**Record set:**

* begin *

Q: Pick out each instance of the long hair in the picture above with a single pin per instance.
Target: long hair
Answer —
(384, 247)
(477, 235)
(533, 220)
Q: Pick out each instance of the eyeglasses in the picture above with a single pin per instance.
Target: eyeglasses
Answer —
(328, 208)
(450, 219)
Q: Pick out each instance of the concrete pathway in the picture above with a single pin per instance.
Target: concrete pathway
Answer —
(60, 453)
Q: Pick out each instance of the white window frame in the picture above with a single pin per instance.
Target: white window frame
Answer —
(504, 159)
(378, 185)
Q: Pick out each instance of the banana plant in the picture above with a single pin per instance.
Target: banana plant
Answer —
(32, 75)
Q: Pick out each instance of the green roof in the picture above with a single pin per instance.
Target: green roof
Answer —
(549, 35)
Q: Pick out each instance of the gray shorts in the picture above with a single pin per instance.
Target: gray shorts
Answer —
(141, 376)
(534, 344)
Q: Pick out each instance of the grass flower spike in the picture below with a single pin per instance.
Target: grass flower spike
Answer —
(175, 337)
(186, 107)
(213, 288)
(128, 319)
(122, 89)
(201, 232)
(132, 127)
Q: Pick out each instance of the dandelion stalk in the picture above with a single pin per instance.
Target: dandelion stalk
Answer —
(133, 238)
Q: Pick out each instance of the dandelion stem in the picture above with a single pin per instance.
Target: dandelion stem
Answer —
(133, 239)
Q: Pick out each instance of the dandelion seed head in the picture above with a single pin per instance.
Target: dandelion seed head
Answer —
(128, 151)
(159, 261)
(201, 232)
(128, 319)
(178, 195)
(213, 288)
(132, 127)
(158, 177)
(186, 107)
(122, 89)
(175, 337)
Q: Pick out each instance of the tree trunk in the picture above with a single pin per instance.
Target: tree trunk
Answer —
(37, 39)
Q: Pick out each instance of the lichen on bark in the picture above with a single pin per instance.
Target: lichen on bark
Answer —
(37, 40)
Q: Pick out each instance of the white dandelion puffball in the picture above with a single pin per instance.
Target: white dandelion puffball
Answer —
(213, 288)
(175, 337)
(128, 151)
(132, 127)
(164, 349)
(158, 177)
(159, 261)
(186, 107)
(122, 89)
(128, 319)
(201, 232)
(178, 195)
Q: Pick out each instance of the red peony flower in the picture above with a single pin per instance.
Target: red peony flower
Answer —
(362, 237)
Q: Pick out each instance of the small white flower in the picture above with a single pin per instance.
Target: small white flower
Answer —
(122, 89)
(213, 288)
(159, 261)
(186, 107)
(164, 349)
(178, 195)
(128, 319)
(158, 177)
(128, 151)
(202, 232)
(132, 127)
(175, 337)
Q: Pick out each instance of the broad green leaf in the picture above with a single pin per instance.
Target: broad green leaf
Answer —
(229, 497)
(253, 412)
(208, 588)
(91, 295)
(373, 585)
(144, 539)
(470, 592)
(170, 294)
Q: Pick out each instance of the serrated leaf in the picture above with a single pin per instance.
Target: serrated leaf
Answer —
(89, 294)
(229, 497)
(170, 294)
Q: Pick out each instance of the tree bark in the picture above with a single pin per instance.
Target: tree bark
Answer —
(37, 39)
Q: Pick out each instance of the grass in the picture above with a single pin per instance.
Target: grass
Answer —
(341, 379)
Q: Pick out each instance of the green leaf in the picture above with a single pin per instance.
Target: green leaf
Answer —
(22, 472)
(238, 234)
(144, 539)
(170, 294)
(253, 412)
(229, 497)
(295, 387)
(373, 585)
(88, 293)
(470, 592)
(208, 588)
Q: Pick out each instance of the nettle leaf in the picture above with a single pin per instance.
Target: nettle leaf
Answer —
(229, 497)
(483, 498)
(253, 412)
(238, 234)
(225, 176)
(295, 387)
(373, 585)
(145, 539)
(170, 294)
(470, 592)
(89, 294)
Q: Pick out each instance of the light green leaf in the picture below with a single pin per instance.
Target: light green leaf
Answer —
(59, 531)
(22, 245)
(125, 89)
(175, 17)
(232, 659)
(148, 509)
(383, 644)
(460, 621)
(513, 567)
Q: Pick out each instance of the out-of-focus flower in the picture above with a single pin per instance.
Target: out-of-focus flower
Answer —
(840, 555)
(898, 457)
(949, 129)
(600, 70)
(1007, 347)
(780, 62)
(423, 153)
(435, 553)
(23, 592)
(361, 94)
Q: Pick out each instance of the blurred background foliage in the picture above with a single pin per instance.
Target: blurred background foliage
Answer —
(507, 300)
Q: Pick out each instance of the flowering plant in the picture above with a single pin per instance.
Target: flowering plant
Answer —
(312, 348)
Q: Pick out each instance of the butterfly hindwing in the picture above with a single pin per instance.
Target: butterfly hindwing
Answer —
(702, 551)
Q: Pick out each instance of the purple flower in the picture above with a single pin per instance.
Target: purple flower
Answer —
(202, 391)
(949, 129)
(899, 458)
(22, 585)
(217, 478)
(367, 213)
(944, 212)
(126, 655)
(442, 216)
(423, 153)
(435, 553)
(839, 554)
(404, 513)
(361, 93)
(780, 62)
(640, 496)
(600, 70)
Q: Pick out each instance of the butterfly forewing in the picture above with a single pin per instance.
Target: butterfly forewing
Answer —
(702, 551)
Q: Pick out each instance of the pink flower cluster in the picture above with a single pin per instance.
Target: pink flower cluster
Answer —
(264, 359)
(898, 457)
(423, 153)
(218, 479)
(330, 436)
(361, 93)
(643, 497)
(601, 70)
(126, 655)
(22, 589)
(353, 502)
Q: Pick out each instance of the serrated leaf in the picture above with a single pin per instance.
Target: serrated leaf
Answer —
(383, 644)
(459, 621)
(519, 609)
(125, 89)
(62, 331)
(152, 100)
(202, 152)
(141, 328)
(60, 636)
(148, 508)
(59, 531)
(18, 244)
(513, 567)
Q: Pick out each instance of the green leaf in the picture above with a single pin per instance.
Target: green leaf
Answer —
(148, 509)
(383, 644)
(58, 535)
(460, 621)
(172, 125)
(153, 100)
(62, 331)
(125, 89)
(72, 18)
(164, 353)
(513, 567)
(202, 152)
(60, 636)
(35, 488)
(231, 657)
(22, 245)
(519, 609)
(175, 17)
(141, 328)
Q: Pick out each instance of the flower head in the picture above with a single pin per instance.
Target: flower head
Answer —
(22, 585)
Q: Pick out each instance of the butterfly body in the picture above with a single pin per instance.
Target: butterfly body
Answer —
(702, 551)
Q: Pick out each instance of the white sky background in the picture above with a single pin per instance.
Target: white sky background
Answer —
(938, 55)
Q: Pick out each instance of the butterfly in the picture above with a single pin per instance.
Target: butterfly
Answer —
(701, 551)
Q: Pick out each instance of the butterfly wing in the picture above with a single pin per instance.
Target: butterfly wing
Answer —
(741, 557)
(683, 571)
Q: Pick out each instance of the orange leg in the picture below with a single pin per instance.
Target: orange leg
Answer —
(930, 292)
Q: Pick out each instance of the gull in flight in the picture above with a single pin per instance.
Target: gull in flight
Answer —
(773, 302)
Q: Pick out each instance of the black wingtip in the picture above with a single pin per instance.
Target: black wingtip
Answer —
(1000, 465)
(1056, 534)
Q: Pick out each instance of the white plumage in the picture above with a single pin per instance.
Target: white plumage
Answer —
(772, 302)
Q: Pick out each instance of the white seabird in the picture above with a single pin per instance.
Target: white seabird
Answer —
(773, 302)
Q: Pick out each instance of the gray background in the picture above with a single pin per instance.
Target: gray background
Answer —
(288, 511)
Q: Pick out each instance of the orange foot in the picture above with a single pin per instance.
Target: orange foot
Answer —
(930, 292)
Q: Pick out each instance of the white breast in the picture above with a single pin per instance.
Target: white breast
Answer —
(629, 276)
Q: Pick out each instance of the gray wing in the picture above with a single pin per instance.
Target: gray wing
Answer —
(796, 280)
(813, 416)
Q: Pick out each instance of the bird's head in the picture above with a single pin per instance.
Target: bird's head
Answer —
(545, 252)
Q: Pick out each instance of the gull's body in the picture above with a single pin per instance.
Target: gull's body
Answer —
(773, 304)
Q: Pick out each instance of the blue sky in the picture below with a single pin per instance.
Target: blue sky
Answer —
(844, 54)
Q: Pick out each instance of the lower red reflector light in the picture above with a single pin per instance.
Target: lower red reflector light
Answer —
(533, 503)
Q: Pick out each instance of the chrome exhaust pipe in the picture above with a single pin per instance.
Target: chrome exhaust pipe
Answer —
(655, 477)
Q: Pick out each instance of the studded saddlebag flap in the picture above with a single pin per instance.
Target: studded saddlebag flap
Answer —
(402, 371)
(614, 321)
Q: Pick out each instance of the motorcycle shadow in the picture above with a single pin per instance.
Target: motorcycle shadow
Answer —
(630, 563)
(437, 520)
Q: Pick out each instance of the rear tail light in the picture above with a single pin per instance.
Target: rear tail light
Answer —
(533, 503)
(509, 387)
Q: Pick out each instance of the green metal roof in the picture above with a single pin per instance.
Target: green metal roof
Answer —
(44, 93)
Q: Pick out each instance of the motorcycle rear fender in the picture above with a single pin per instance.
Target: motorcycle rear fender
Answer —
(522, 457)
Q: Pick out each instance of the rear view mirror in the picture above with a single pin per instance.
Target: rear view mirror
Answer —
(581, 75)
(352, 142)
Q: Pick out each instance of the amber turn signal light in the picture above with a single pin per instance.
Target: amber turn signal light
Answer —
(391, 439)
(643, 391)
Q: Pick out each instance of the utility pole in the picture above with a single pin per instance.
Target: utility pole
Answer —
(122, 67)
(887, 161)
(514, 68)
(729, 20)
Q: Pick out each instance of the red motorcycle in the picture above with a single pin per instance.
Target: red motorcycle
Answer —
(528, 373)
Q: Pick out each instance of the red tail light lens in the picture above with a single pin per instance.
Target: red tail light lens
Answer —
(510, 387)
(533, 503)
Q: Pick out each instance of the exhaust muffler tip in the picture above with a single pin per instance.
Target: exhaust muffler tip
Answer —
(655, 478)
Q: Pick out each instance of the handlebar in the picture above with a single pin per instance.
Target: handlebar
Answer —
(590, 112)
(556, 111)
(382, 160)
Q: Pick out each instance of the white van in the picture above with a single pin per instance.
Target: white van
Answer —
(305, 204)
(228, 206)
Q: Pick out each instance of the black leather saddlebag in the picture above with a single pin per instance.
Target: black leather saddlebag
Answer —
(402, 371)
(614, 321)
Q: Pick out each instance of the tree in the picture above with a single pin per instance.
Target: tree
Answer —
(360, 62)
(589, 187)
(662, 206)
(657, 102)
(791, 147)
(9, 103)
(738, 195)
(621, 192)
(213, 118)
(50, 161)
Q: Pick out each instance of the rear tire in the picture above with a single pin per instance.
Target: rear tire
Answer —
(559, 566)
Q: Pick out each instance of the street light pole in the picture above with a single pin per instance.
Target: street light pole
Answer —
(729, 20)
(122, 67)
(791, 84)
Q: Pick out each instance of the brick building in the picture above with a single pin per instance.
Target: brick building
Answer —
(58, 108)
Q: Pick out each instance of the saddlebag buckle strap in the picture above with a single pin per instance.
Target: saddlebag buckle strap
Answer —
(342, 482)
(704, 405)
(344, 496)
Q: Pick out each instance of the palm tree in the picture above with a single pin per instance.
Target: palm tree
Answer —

* end *

Locate "Q: Pick out each instance of the rear tire" in the material, then quote the line that contains it and all lines after it through the final one.

Q: Pick out each instance of the rear tire in the picture above with a single pin per instance.
Target: rear tire
Answer —
(559, 566)
Q: Pick out each instance of the street light pole in the picture above with a single pin per instance.
Target: street light pole
Answer —
(729, 20)
(122, 67)
(791, 84)
Q: Pick out each instance of the brick building in the picture above with a single pin per instance.
Target: brick building
Answer —
(58, 108)
Q: Pick out each instance of the saddlebag buckle strap in the picture above with a single pin per instance.
Target: saddlebag buckle strap
Answer —
(342, 482)
(704, 405)
(344, 496)
Q: Pick out each instance of the palm tree in the picture above with a single pin per instance.
Target: palm tree
Answer —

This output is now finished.